## Materials provided

-- begin --

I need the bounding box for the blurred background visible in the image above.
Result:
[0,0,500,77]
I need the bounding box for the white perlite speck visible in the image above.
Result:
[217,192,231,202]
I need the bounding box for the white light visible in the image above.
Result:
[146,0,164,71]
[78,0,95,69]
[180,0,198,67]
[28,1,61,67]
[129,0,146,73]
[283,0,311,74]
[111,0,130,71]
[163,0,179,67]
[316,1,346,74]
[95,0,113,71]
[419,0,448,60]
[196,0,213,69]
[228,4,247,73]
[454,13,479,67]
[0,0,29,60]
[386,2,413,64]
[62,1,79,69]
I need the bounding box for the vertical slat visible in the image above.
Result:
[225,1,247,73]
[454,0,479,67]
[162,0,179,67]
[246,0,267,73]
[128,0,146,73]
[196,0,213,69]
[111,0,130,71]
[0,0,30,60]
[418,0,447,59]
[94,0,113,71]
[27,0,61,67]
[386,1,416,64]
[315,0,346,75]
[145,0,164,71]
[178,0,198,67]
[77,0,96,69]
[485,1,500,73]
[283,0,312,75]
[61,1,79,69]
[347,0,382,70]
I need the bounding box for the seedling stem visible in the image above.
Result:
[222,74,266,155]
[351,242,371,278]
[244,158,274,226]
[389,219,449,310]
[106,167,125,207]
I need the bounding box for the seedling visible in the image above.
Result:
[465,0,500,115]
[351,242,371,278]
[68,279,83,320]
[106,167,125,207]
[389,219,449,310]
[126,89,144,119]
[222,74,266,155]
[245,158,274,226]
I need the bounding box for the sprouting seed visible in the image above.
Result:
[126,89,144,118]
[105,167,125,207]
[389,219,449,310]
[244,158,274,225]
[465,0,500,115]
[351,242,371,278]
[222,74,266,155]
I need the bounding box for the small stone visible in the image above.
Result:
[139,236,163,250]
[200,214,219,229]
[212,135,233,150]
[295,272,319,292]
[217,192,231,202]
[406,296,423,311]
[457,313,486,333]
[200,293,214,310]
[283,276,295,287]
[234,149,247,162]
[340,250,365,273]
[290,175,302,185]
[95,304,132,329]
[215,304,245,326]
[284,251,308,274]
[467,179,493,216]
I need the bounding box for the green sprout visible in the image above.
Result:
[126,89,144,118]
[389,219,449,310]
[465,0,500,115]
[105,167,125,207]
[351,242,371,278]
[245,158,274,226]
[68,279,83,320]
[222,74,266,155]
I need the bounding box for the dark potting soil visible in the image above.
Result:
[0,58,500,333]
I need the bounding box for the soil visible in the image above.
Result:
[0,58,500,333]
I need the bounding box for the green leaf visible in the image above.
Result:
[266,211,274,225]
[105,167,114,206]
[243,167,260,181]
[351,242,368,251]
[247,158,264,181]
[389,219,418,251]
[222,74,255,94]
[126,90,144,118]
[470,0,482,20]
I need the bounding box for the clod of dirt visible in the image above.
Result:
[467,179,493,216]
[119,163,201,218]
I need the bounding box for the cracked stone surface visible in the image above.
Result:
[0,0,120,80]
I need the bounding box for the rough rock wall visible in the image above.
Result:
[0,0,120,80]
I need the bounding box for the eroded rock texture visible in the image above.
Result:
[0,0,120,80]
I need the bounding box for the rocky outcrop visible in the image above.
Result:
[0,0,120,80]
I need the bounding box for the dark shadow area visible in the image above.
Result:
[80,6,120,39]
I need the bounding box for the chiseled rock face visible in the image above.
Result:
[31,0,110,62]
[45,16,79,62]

-- end --

## Exercise
Quote all of the records above word for word, from the first line through the last.

## Result of this exercise
I need the bounding box for the blurred background visible in the image above.
Result:
[0,0,500,77]
I need the bounding box for the white perlite speck visible in the image above.
Result:
[217,192,231,202]
I need the bounding box for the white light visible in the image above.
Result:
[146,0,164,71]
[78,0,95,69]
[180,0,198,67]
[28,1,61,67]
[129,0,146,73]
[283,0,311,74]
[111,0,130,71]
[163,0,179,67]
[316,1,346,74]
[95,0,113,71]
[419,0,448,60]
[196,0,213,69]
[228,4,247,73]
[454,13,479,67]
[0,0,29,60]
[386,2,413,64]
[62,1,79,69]
I need the bounding box for the vertical slat visible in the image above.
Result:
[225,1,247,73]
[454,0,479,67]
[162,0,179,67]
[246,0,267,73]
[128,0,146,73]
[196,0,213,69]
[111,0,130,71]
[0,0,30,60]
[418,0,447,59]
[94,0,113,71]
[27,0,61,67]
[386,1,416,64]
[315,0,346,75]
[145,0,164,71]
[178,0,198,67]
[77,0,96,69]
[485,1,500,73]
[283,0,312,75]
[61,1,79,69]
[347,0,382,70]
I need the bounding box for the seedling stem visible in the image above.
Result:
[222,74,266,155]
[351,242,371,278]
[244,158,274,226]
[389,219,449,310]
[106,167,125,207]
I need the bounding box for the seedling visible in the image above.
Result:
[465,0,500,115]
[351,242,371,278]
[68,279,83,320]
[106,167,125,207]
[389,219,449,310]
[126,89,144,119]
[222,74,266,155]
[245,158,274,226]
I need the bounding box for the sprouting seed visible in the image above.
Result:
[126,89,144,118]
[105,167,125,207]
[389,219,449,310]
[244,158,274,225]
[465,0,500,115]
[351,242,371,278]
[222,74,266,155]
I need the bounding box for the small stone visible in the image above.
Result:
[139,236,163,250]
[200,214,219,229]
[212,135,233,150]
[295,272,319,292]
[217,192,231,202]
[406,296,423,311]
[457,313,486,333]
[200,293,214,310]
[283,276,295,287]
[234,149,247,162]
[340,250,365,273]
[290,175,302,185]
[95,304,132,329]
[215,304,245,326]
[284,251,308,274]
[467,179,493,216]
I need the bounding box for the green sprout visible in the image above.
Result:
[126,89,144,118]
[389,219,449,310]
[465,0,500,115]
[105,167,125,207]
[351,242,371,278]
[245,158,274,226]
[68,279,83,320]
[222,74,266,155]
I need the bounding box for the dark potting soil visible in the image above.
Result:
[0,58,500,333]
I need the bounding box for the soil visible in the image above.
Result:
[0,58,500,333]
I need the bounding box for the green leaf visible in the image above.
Result:
[266,211,274,225]
[105,167,114,206]
[243,167,260,181]
[351,242,368,251]
[247,158,264,181]
[389,219,418,251]
[222,74,255,94]
[126,90,144,118]
[470,0,482,20]
I need the bounding box for the clod of dirt visible in the image above.
Result:
[467,179,493,216]
[119,163,201,218]
I need the bounding box for the cracked stone surface visible in the image above.
Result:
[0,0,120,80]
I need the bounding box for the rough rock wall visible in the image above.
Result:
[0,0,120,80]
I need the bounding box for the eroded rock texture visible in the image above.
Result:
[0,0,120,80]
I need the bounding box for the rocky outcrop visible in the image above.
Result:
[0,0,120,80]
I need the bounding box for the dark shadow area visible in the image above.
Result:
[80,6,120,39]
I need the bounding box for the chiseled rock face visible in the image above.
Result:
[31,0,110,62]
[45,16,79,62]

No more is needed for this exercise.